*EXCERPT*.
········

3013291The Sign Language: A Manual of Signs — Introduction1918J. Schuyler Long

INTRODUCTION

The first edition of the Sign Manual having been exhausted and the demand for copies being continuous the only thing to do was to get out a second edition which is herewith presented with such changes and additions as experience has suggested.

Among these additions the most important is an appendix containing distinctively Catholic signs, with illustrations to accompany the descriptions.

The manual originally had its inception while the author was teaching signs to a class of hearing teachers. After the signs had been shown, a written description was furnished as a guide for reference. The success of the plan suggested that such a descriptive vocabulary would be a help to those who were anxious to learn the sign language and to others who felt the occasional need of some standard of reference to refresh their memory or add to the signs already known.

The work is not presented with the idea that persons unfamiliar with the deaf or their language can take it up and therefrom master the art of communicating in the language of pantomine and understand its peculiarities. But it is believed that those who have had some experience with the deaf and have opportunities to see the signs made will find it easy to follow the instructions given. As with all other languages, so with this language, ease and familiarity in its use and the mastery of its idiom come only by long practice and association with those to whom it is most familiar.

The Sign Language is not now used as a means in the education of the deaf to so great an extent as during the early years of the work. And in no school is it taught as was formerly the case. Its use in schools for the deaf at present is confined to chapel and religious exercises, in their social gatherings of pupils and on the playground.

As a result, pupils merely pick it up haphazard and often from those unfamiliar with it, and no attempt is made to see that it is learned and used correctly. Consequently this very useful and valuable language of pantomime has not been acquired by the rising generation in that purity and perfection attained by the deaf and their instructors during the early decades of its use in this country. It is believed, therefore, that the adult deaf on leaving school will find the manual of assistance in acquiring a more certain and accurate command of their natural language.

Another hope of the author is that it will help to preserve this expressive language, to which the deaf owe so much, in its original purity and beauty, and that it will serve as a standard of comparison in different parts of the country, thereby tending to secure greater uniformity.

The list below, I believe, includes practically all of the root signs used by the deaf. It is by the use of these in combination and for definition that the signs for other words are made. It is not feasible in a work of this kind to indicate the combination for every word, owing to the fact that it is an ideographic and not a word language.

········

*REQUIREMENT A*. Do the following statements agree with the introduction? Answer yes or no for each, quoting the words of the introduction that decide it. (i) The second edition adds an appendix of Catholic signs that includes illustrations. (ii) Some schools still teach the sign language as they once did. (iii) The manual is meant to let people unfamiliar with the deaf master the language on their own.

*PROVIDED ENTRIES*.
········

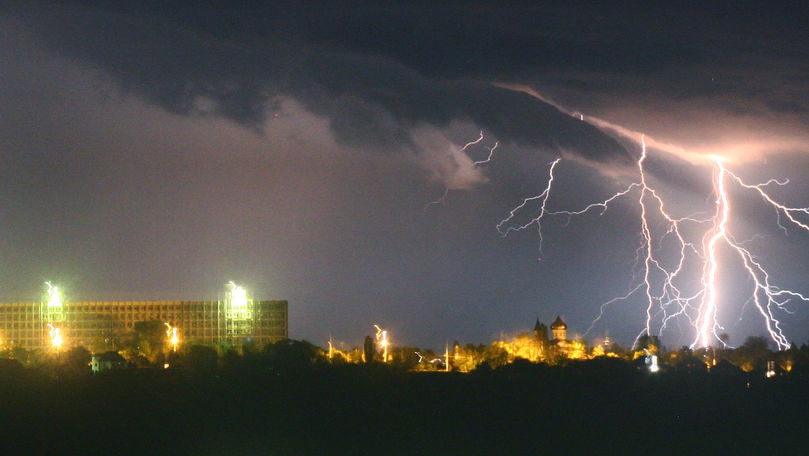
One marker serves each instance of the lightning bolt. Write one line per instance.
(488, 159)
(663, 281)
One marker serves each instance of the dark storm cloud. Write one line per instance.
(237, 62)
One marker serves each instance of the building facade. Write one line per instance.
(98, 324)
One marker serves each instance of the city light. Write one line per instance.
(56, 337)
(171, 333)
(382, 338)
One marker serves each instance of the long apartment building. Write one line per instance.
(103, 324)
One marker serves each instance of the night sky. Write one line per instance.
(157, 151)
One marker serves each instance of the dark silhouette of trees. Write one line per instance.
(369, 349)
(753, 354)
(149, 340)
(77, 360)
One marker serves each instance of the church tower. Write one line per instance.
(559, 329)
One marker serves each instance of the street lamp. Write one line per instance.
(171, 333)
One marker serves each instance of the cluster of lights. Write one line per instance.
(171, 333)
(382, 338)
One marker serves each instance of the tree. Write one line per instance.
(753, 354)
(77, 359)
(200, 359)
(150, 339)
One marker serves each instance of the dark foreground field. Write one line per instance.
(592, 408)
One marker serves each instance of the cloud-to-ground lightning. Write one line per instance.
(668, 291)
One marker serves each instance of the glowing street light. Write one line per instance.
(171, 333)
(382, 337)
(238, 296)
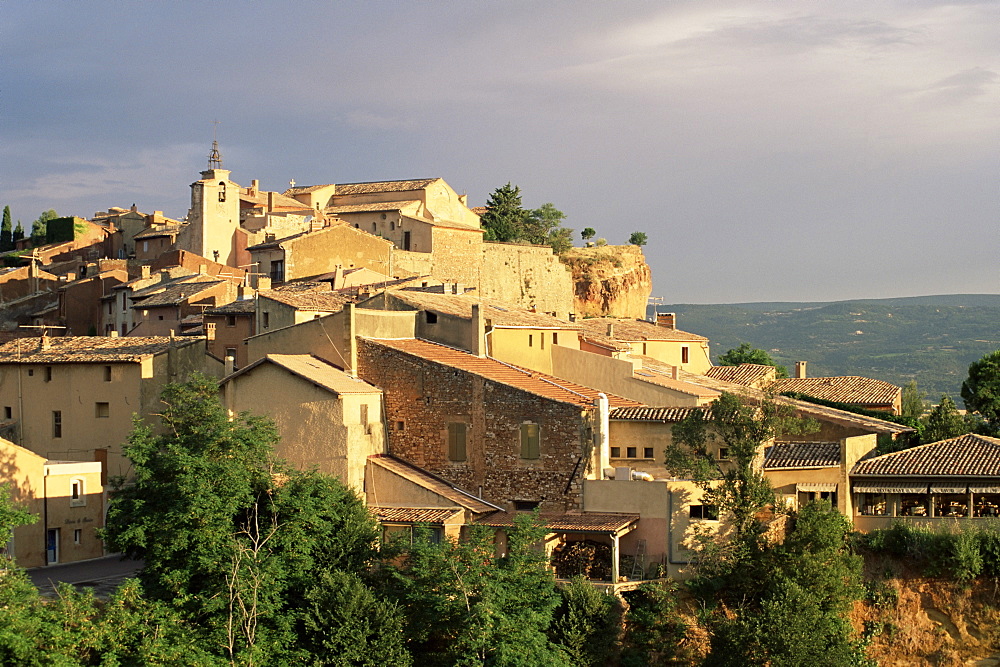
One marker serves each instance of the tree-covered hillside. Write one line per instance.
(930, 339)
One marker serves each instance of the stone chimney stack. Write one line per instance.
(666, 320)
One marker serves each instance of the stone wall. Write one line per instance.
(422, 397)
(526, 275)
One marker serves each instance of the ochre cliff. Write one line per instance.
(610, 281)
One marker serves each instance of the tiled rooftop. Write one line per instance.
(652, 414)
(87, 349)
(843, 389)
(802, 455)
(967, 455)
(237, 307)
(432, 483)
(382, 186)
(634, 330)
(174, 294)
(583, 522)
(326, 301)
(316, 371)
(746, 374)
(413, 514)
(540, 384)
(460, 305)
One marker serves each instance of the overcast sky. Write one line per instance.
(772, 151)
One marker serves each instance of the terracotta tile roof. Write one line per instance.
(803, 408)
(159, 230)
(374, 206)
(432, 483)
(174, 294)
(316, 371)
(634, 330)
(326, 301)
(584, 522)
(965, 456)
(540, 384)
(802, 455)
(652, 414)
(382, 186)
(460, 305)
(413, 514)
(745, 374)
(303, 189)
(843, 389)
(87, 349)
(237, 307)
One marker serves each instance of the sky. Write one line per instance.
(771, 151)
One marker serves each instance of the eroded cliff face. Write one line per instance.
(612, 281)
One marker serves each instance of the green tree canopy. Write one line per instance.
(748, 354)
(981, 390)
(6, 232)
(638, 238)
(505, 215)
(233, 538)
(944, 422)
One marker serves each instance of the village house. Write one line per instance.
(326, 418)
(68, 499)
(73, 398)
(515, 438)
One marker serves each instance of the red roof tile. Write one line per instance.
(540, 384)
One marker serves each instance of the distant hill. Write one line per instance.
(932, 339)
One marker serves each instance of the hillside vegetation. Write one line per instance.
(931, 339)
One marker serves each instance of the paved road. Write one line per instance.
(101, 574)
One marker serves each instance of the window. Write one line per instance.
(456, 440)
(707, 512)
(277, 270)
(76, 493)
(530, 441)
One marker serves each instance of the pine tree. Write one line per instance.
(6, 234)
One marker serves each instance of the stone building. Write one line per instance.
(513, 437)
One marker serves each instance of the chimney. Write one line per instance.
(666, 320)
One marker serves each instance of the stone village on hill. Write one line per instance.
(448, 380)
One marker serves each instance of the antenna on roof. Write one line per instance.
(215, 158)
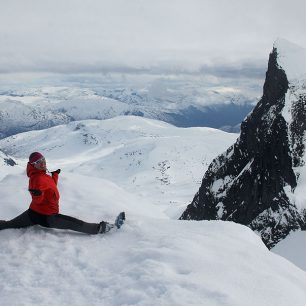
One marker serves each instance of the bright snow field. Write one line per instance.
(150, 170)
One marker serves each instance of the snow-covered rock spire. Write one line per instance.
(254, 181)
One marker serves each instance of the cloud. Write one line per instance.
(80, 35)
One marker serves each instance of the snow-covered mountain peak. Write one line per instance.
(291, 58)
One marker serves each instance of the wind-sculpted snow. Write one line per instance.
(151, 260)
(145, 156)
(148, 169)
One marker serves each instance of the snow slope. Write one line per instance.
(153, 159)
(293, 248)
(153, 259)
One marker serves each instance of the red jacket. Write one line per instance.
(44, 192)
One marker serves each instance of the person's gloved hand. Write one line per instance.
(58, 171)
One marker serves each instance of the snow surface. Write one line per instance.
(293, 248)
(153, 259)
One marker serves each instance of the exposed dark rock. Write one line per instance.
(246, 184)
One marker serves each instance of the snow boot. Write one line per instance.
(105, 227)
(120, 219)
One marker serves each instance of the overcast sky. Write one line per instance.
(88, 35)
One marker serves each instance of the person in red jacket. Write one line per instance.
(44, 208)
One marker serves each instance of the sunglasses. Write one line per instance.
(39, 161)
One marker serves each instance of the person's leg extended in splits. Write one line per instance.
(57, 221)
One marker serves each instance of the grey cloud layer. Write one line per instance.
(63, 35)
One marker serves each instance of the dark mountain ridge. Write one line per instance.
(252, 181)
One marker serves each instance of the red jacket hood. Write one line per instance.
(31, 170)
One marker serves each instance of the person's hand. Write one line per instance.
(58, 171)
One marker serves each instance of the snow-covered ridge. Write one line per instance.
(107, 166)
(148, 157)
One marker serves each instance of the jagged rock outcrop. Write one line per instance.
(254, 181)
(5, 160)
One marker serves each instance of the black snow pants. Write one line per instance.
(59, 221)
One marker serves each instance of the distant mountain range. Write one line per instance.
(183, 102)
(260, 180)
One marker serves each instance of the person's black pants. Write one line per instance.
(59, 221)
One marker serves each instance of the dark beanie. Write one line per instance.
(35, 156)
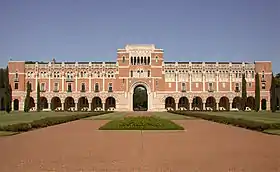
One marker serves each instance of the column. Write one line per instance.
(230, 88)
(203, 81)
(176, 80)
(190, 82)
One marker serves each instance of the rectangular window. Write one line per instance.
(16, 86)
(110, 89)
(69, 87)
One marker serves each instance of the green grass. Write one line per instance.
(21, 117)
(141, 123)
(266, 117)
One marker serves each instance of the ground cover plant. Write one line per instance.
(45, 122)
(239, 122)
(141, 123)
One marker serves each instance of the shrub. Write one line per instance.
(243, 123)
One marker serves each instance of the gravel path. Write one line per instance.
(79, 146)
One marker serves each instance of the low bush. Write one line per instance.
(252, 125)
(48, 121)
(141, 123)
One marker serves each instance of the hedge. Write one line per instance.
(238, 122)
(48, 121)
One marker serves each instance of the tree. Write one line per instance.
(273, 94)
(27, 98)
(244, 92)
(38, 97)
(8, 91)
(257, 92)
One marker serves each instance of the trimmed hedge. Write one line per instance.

········

*REQUIREMENT B*. Please write out again the part of the records that opens with the line containing "One marker serves each instance of the low" and closes at the end of the records, keeping every request line and offsetting each coordinate by -112.

*FINAL RESULT A*.
(i) Yes: "an appendix containing distinctively Catholic signs, with illustrations to accompany the descriptions."
(ii) No: "And in no school is it taught as was formerly the case."
(iii) No: "The work is not presented with the idea that persons unfamiliar with the deaf or their language can take it up and therefrom master the art of communicating in the language of pantomine and understand its peculiarities."

*FINAL RESULT B*.
One marker serves each instance of the low bush. Write one line per instance.
(140, 13)
(-64, 9)
(29, 11)
One marker serves each instance of the hedge. Write one line per instance.
(126, 10)
(-64, 9)
One marker serves each instance of the tree. Write one line per instance.
(161, -18)
(-85, -14)
(132, -20)
(-74, -15)
(-104, -21)
(145, -20)
One marker serves each instance of the trimmed hedge. Write one line per instance.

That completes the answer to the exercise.